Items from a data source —
§ §
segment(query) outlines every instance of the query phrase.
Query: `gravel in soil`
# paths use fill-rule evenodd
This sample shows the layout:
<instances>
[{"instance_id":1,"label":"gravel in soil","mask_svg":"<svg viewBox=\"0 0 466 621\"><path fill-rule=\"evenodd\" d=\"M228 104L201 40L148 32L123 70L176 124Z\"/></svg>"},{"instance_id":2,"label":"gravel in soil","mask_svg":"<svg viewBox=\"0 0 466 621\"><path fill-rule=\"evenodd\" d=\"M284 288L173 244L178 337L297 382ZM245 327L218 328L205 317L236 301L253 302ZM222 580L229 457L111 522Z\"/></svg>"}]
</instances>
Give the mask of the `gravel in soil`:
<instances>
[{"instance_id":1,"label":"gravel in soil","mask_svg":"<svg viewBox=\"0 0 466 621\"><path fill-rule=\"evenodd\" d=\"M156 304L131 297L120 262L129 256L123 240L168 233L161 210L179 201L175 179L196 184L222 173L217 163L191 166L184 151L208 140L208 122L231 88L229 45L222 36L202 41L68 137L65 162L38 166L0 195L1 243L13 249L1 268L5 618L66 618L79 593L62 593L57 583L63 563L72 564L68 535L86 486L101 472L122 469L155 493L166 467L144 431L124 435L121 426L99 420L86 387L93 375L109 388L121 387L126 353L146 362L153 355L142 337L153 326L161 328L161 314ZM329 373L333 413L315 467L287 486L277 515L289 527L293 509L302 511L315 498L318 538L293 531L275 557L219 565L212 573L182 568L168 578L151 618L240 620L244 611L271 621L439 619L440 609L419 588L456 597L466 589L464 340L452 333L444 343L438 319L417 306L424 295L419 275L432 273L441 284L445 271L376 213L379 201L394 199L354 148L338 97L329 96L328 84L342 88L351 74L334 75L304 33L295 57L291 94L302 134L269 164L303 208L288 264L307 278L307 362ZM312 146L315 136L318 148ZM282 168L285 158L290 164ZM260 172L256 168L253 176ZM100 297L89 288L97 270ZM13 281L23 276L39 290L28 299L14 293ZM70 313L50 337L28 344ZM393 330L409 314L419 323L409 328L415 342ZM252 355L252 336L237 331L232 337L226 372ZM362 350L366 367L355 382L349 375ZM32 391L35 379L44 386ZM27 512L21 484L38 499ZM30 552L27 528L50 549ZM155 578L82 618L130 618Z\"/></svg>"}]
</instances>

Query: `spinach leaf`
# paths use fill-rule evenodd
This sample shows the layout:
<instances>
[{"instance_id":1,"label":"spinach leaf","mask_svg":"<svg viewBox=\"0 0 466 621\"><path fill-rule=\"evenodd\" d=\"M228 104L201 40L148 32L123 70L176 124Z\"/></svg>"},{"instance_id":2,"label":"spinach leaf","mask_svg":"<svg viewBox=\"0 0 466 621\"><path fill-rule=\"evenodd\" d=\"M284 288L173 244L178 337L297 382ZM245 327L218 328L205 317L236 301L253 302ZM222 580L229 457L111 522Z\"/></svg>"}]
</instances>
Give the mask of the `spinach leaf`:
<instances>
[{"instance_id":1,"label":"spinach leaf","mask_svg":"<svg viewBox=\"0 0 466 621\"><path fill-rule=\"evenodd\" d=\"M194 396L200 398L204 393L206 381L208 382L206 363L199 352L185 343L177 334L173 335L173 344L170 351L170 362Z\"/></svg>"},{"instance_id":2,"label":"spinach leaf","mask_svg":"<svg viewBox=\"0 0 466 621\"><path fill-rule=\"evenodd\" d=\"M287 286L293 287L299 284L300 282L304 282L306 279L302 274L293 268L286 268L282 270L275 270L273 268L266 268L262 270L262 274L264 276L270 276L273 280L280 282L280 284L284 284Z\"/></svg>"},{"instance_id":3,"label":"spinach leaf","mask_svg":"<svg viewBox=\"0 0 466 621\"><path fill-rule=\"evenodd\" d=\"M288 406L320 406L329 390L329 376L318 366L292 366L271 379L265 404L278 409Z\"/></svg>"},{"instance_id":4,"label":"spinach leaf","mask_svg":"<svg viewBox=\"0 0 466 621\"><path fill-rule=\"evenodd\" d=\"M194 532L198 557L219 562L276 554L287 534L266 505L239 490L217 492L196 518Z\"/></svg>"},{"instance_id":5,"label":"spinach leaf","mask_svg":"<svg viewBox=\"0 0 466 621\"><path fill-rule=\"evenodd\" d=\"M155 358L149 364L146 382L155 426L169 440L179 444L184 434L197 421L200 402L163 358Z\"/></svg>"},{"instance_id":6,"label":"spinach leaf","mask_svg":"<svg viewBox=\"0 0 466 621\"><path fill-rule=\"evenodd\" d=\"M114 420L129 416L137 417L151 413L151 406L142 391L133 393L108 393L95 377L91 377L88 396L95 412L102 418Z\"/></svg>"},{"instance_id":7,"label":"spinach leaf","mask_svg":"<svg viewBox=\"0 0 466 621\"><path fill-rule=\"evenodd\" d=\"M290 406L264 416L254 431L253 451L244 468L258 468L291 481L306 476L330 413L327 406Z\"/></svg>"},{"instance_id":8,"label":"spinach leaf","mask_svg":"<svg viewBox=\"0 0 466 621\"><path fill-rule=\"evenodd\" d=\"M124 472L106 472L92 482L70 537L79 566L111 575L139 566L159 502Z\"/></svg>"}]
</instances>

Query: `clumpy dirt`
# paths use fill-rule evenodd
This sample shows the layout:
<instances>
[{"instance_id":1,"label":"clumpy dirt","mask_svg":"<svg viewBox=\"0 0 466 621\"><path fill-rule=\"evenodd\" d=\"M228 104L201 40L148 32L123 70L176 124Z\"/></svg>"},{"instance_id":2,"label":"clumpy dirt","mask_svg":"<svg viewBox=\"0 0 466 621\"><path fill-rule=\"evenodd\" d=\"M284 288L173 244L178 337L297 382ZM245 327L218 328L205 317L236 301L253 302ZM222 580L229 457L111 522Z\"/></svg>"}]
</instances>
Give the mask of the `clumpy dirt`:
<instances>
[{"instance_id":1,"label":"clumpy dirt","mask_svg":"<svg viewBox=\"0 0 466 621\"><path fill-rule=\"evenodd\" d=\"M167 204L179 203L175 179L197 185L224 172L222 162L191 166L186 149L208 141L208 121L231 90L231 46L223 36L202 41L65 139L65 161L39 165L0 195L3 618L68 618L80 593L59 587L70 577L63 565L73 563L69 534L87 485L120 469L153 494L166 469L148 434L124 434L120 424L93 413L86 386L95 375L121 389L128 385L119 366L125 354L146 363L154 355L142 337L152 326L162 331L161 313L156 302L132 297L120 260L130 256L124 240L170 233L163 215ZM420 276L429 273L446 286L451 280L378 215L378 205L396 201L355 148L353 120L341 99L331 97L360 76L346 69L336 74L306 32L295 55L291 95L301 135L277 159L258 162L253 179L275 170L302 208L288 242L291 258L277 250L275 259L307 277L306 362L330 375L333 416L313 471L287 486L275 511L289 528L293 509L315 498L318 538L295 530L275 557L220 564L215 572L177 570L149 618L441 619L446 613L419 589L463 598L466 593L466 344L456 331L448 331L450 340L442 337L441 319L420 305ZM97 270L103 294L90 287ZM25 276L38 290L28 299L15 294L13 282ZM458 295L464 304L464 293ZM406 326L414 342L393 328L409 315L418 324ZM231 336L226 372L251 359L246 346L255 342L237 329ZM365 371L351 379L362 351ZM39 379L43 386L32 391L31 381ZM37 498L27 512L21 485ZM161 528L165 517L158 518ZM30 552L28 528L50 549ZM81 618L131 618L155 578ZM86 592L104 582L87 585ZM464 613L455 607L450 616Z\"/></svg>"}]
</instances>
§ §
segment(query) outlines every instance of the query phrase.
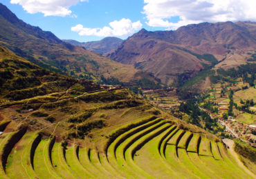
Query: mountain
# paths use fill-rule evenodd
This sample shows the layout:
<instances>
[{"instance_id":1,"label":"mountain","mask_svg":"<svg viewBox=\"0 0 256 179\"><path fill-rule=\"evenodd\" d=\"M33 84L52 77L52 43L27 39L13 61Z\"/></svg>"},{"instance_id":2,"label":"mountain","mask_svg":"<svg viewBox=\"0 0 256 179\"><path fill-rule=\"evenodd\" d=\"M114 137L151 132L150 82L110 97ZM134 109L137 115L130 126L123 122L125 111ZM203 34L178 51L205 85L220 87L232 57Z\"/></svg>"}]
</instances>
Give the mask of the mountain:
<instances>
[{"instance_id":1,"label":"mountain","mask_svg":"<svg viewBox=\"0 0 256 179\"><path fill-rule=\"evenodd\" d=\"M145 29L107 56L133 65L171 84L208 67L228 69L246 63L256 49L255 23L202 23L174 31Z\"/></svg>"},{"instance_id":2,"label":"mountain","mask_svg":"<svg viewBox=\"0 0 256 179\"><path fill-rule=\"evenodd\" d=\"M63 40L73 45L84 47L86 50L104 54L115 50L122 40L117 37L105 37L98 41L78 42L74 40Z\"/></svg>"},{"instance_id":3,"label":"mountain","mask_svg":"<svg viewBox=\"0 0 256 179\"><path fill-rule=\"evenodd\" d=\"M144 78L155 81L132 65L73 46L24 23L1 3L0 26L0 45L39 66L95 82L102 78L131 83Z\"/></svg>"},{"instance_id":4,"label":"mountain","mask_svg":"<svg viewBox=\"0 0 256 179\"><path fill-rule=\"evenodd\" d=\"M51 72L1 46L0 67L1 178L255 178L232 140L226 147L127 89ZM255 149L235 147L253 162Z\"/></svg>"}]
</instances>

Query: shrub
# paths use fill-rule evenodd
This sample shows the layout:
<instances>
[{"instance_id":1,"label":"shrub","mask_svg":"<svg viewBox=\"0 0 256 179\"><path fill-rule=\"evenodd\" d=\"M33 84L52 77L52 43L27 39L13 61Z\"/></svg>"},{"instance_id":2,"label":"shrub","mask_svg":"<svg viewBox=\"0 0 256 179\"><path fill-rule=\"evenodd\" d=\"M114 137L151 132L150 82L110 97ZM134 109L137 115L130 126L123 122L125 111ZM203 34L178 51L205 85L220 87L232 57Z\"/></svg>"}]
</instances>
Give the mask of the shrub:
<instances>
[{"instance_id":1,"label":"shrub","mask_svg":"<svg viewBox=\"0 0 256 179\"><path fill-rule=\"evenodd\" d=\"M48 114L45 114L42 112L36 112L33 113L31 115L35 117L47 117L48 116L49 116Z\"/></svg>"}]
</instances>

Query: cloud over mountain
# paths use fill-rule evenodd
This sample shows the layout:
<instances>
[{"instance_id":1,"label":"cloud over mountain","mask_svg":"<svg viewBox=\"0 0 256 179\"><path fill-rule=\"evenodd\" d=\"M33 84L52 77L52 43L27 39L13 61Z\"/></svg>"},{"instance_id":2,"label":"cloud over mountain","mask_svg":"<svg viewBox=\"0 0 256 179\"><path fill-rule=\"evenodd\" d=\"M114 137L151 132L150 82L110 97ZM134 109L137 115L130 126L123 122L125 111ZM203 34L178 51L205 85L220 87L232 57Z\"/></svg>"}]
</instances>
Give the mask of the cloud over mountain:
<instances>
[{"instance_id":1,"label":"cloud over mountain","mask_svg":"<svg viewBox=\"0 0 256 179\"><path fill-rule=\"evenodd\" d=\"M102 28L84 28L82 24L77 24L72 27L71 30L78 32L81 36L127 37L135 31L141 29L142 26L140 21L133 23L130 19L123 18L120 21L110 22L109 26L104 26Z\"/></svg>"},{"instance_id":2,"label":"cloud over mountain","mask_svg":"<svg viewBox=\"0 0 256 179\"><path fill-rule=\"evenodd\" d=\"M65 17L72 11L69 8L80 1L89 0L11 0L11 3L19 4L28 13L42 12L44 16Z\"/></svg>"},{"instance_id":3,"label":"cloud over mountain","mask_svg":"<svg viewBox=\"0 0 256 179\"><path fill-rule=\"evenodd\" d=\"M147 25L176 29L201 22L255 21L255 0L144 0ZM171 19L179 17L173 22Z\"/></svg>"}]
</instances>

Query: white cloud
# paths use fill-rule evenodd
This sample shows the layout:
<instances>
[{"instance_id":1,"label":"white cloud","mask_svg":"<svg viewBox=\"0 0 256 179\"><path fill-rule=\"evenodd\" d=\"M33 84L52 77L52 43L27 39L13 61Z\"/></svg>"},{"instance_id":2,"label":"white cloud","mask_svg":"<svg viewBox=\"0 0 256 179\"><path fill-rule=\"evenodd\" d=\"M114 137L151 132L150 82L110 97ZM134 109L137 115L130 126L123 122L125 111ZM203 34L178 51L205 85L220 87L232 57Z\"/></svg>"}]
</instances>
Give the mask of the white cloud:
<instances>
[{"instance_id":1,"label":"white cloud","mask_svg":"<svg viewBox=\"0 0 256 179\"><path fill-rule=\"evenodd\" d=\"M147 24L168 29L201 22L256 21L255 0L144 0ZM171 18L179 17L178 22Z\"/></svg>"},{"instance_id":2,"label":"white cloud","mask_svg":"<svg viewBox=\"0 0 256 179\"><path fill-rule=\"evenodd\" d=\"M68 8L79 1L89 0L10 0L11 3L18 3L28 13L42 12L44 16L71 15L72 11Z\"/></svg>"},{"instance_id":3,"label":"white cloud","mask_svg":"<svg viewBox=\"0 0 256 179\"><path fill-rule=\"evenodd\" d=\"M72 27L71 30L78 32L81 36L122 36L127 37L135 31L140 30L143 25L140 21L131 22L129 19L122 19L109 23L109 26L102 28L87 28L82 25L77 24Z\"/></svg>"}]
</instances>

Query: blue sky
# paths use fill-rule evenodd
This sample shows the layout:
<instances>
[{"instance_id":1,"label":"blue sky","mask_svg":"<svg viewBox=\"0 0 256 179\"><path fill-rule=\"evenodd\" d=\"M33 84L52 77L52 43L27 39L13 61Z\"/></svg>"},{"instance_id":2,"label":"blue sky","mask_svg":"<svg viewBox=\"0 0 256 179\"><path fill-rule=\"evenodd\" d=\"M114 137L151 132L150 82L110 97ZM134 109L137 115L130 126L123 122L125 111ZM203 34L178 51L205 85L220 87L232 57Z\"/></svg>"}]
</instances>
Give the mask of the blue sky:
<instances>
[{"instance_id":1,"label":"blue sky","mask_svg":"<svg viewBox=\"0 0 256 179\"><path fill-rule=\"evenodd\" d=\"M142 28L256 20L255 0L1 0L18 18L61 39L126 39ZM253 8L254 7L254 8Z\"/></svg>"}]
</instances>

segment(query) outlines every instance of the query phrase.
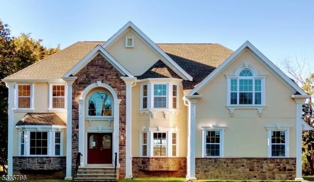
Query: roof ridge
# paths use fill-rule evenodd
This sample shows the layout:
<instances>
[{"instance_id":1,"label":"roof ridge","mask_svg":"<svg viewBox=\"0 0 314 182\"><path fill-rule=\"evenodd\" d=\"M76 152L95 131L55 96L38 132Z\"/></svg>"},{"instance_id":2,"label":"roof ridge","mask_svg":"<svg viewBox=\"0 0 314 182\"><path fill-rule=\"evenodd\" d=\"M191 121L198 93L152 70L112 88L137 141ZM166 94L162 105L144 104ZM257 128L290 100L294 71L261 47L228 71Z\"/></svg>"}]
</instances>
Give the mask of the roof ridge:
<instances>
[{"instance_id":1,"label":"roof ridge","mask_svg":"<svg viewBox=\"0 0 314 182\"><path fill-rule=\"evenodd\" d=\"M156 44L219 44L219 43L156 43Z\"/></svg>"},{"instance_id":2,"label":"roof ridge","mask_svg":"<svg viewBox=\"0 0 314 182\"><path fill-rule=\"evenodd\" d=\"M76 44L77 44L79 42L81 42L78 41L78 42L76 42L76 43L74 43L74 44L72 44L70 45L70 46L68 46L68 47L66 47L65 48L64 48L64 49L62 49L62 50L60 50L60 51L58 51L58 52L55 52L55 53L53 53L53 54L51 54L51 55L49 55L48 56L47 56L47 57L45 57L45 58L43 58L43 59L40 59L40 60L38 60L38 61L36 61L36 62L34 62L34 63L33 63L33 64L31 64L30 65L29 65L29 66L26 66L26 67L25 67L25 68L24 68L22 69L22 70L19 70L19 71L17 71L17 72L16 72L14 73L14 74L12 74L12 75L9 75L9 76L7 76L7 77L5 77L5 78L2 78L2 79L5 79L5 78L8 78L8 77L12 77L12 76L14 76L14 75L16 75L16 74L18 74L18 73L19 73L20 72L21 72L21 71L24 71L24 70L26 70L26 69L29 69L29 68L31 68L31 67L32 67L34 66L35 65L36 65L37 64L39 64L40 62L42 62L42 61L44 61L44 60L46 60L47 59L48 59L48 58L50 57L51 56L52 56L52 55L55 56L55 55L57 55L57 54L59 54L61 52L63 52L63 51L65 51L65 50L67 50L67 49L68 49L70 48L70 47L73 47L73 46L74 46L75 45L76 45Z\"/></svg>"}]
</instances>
§ §
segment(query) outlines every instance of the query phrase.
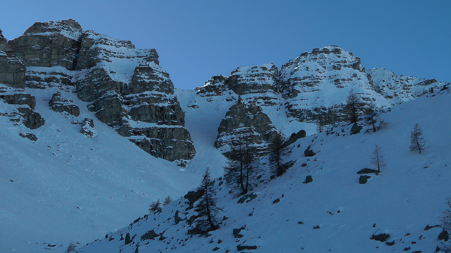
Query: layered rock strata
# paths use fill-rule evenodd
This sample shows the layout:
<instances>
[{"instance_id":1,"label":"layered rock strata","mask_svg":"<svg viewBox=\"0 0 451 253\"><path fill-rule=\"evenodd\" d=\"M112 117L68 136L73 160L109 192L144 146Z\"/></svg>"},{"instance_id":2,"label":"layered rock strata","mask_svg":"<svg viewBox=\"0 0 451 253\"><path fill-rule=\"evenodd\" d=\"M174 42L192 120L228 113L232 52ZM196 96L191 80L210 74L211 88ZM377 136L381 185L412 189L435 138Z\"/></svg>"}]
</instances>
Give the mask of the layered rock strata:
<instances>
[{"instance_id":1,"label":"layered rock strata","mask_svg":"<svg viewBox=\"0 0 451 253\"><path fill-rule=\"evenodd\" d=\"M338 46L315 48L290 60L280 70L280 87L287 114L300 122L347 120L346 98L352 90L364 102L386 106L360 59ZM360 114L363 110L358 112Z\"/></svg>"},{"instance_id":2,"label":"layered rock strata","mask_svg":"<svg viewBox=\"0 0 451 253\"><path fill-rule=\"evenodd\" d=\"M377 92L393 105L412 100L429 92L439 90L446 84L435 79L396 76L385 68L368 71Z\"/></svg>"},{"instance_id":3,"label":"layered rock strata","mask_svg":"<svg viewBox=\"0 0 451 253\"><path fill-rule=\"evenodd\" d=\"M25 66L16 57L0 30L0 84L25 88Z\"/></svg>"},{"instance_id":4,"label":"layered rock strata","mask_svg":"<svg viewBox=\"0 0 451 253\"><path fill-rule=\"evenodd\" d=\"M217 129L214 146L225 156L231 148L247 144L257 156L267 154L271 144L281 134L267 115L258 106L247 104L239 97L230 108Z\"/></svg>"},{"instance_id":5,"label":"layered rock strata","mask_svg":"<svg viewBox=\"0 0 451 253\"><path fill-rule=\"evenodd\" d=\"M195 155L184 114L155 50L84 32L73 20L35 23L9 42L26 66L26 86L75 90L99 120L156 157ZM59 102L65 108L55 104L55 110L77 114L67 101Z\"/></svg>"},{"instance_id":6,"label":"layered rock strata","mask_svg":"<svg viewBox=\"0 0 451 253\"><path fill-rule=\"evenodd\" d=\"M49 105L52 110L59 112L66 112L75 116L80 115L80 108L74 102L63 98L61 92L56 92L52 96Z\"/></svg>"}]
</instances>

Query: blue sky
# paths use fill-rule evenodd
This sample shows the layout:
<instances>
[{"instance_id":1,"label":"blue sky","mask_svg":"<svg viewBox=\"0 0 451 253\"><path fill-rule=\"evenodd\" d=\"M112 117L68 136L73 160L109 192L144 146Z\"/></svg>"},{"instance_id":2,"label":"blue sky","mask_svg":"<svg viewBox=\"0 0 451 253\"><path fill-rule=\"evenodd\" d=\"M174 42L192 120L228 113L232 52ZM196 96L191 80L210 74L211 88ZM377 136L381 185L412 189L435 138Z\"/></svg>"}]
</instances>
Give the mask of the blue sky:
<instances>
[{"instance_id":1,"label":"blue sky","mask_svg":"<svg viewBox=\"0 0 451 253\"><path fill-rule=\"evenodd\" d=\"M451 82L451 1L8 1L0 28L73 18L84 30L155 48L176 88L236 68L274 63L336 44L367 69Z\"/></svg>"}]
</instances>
§ §
AIM — How many lines in the records above contain the string "Give"? Reply with the number alone.

ANSWER TO THE TASK — 11